━━━ RECORDS PROVIDED

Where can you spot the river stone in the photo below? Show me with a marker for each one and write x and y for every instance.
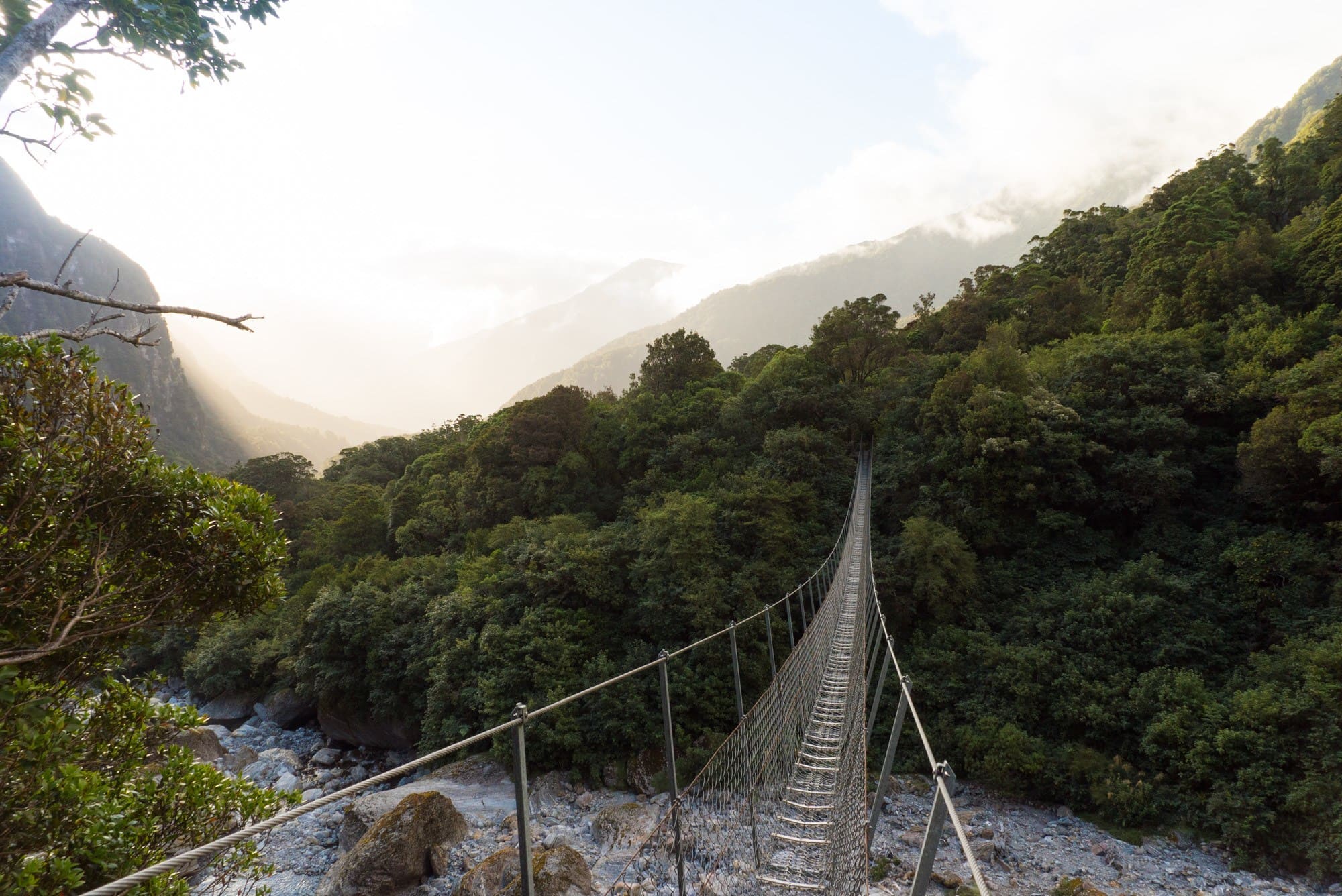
(327, 757)
(397, 851)
(288, 710)
(358, 728)
(202, 742)
(550, 793)
(492, 875)
(480, 769)
(556, 873)
(270, 765)
(229, 709)
(240, 760)
(364, 812)
(643, 768)
(623, 826)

━━━━━━

§ **YOUR GOAL**: Render the data above verbatim and without pictures.

§ **SOLUTION TO THIS TASK**:
Where can you spot the river stone in the photo below? Show me with a marker for each one and write x and y for every instance.
(327, 757)
(397, 851)
(288, 710)
(358, 728)
(202, 742)
(550, 793)
(492, 875)
(480, 769)
(556, 873)
(270, 765)
(229, 709)
(240, 760)
(364, 812)
(643, 768)
(623, 826)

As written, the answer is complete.